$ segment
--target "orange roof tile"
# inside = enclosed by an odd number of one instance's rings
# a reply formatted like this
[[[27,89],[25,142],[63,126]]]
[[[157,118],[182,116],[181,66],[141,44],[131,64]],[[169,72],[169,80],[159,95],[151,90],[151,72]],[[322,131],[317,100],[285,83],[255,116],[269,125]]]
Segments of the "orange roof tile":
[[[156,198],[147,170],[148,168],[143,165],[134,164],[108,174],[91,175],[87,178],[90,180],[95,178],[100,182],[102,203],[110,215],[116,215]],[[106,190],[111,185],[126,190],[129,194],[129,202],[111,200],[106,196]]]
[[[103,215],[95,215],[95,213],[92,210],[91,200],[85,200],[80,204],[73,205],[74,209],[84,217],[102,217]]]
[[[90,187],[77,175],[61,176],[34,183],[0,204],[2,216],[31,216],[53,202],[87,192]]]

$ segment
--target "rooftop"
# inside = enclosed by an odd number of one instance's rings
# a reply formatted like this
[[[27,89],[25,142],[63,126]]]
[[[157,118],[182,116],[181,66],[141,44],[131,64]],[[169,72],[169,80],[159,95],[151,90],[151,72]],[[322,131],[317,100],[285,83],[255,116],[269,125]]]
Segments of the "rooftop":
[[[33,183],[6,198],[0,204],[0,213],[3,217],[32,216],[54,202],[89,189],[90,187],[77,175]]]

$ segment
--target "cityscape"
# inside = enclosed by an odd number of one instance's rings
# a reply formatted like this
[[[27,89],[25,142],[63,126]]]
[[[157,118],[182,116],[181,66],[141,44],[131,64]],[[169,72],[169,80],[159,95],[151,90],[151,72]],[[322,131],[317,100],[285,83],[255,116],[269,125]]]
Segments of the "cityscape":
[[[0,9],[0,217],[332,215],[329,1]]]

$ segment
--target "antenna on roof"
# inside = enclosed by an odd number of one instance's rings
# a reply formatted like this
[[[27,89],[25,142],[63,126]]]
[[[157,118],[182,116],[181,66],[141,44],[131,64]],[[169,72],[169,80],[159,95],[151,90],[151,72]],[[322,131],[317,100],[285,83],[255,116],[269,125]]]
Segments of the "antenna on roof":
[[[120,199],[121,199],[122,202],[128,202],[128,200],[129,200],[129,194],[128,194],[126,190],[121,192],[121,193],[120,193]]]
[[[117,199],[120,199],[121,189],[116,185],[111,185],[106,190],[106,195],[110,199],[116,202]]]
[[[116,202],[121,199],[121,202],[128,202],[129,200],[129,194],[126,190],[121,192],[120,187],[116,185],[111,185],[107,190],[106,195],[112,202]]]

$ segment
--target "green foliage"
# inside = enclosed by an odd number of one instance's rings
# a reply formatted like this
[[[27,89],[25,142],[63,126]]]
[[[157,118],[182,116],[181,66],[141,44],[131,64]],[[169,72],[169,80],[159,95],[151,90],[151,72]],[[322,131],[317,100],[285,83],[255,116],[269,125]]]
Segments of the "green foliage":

[DO THIS]: Copy out all of the rows above word for word, changing no character.

[RESULT]:
$ segment
--target "orange roof tile"
# inside = enclosed by an odd number of one instance's rings
# a reply formatted like this
[[[27,89],[25,142],[63,126]]]
[[[157,118],[182,116],[181,66],[141,44],[131,64]],[[169,72],[169,80],[159,95],[151,90],[151,72]],[[322,131],[317,100],[285,83],[255,116],[269,125]]]
Segments of the "orange roof tile":
[[[156,198],[147,170],[148,168],[143,165],[134,164],[108,174],[91,175],[87,178],[90,180],[95,178],[100,182],[102,203],[110,215],[116,215]],[[106,190],[111,185],[126,190],[129,194],[129,202],[111,200],[106,196]]]
[[[103,215],[95,215],[95,213],[92,210],[91,200],[85,200],[80,204],[73,205],[74,209],[84,217],[102,217]]]
[[[90,187],[77,175],[61,176],[34,183],[0,204],[2,216],[31,216],[53,202],[87,192]]]

$ segment
--target "rooftop"
# inside = enclosed by an odd number of one instance's rings
# a reply formatted like this
[[[27,89],[25,142],[63,126]]]
[[[157,118],[182,116],[181,66],[141,44],[131,64]],[[169,72],[169,80],[159,95],[151,90],[151,72]],[[322,131],[317,100],[285,83],[255,116],[269,125]]]
Segments of the "rooftop":
[[[33,183],[6,198],[0,204],[0,213],[3,217],[32,216],[54,202],[89,189],[90,187],[77,175]]]

$ segment
--target "cityscape"
# inside = enclosed by an odd number of one instance's rings
# a reply formatted like this
[[[27,89],[25,142],[63,126]]]
[[[157,118],[182,116],[181,66],[141,44],[131,64]],[[169,72],[169,80],[159,95],[151,90],[151,72]],[[322,131],[317,100],[285,83],[255,116],[269,125]]]
Segments of the "cityscape":
[[[0,9],[0,217],[332,215],[329,1]]]

$ segment
--target "antenna on roof"
# inside = enclosed by an odd number of one instance's rings
# a reply formatted like this
[[[27,89],[25,142],[63,126]]]
[[[157,118],[182,116],[181,66],[141,44],[131,64]],[[169,72],[169,80],[159,95],[151,90],[151,72]],[[322,131],[317,100],[285,83],[255,116],[269,125]]]
Segments of the "antenna on roof":
[[[120,199],[121,199],[122,202],[128,202],[128,200],[129,200],[129,194],[128,194],[126,190],[121,192],[121,193],[120,193]]]
[[[117,199],[120,199],[121,189],[116,185],[111,185],[106,190],[106,195],[110,199],[116,202]]]
[[[116,202],[121,199],[121,202],[128,202],[129,200],[129,194],[126,190],[121,192],[120,187],[116,185],[111,185],[107,190],[106,195],[112,202]]]

$ segment
--target "green foliage"
# inside = enclosed by an odd number of one instance's rings
# a reply formatted like this
[[[27,89],[25,142],[63,126]]]
[[[157,118],[182,116],[181,66],[141,44],[131,64]],[[169,72],[169,80],[159,95],[151,90],[151,72]],[[322,131],[317,100],[285,83],[255,116],[269,125]]]
Segments of the "green foliage":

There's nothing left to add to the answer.